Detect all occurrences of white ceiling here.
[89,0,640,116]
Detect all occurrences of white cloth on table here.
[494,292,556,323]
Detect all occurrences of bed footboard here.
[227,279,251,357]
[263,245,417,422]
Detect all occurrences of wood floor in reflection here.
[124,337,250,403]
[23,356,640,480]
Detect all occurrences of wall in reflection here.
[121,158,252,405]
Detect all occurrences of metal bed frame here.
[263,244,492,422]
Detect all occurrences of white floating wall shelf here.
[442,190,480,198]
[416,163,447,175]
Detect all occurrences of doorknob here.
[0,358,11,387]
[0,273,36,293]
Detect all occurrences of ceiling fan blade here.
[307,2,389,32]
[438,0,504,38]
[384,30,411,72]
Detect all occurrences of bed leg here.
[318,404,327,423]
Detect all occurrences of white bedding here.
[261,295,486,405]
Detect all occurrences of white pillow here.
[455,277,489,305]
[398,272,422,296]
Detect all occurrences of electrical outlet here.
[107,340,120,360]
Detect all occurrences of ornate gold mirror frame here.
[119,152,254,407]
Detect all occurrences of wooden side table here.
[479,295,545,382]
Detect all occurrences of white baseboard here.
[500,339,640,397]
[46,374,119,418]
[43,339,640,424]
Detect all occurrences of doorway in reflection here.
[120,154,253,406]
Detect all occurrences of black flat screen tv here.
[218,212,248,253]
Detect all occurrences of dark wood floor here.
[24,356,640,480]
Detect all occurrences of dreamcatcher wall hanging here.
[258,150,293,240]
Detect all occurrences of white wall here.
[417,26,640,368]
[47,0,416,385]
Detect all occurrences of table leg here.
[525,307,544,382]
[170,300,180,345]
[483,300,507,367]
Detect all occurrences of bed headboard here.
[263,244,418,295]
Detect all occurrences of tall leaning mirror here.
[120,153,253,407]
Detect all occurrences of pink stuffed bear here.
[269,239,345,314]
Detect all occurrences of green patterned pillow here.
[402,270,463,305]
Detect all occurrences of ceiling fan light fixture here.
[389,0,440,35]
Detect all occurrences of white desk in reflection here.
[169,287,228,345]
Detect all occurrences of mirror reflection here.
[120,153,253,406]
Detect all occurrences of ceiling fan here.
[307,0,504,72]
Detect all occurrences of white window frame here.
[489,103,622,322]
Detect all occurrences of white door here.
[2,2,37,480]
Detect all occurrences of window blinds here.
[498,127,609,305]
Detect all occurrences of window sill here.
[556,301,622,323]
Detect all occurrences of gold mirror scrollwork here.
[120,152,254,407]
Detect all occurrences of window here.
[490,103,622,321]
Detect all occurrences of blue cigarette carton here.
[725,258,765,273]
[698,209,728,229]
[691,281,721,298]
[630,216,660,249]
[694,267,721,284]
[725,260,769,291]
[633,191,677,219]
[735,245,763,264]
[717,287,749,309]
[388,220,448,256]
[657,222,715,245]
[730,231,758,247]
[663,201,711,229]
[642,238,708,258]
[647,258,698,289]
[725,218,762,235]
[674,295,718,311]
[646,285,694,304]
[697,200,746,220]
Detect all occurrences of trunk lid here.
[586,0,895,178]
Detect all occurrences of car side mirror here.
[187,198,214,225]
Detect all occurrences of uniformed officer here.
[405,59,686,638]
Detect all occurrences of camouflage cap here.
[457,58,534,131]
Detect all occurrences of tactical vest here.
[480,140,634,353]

* WORK INSTRUCTIONS: Could you edit the items from the first one through the line holding "[24,356,640,480]", inclusive, so that "reflection" becomes "mirror" and everything else stays the same?

* TASK RESULT:
Detect all occurrences of white ceiling here.
[89,0,640,116]
Detect all occurrences of white cloth on table here.
[494,292,556,323]
Detect all occurrences of bed footboard here.
[227,279,251,357]
[263,245,417,422]
Detect all occurrences of wood floor in mirror here.
[124,337,250,403]
[23,356,640,480]
Detect all occurrences of wall in mirror here.
[121,158,252,405]
Detect all occurrences of metal bed frame here.
[263,244,492,422]
Detect all occurrences of white floating wall shelf here.
[442,190,480,198]
[416,163,447,175]
Detect all occurrences of doorknob here.
[0,358,11,387]
[0,273,36,293]
Detect all occurrences of ceiling fan blade here.
[307,2,389,32]
[438,0,504,38]
[384,30,411,72]
Detect all occurrences of bed leg here.
[318,404,327,423]
Detect all occurrences of white bedding here.
[261,295,486,405]
Detect all occurrences of white pillow here.
[455,277,489,305]
[398,272,422,296]
Detect all occurrences of electrical outlet here.
[107,340,120,360]
Detect all occurrences of ornate gold mirror frame here.
[119,152,254,407]
Detect all occurrences of wooden side table here.
[479,295,545,382]
Detect all occurrences of white baseboard here.
[500,339,640,397]
[46,374,119,418]
[43,339,640,424]
Detect all occurrences of doorway in mirror here.
[120,154,253,406]
Detect all occurrences of black flat screen tv here.
[218,212,248,253]
Detect all occurrences of dark wood floor here.
[24,356,640,480]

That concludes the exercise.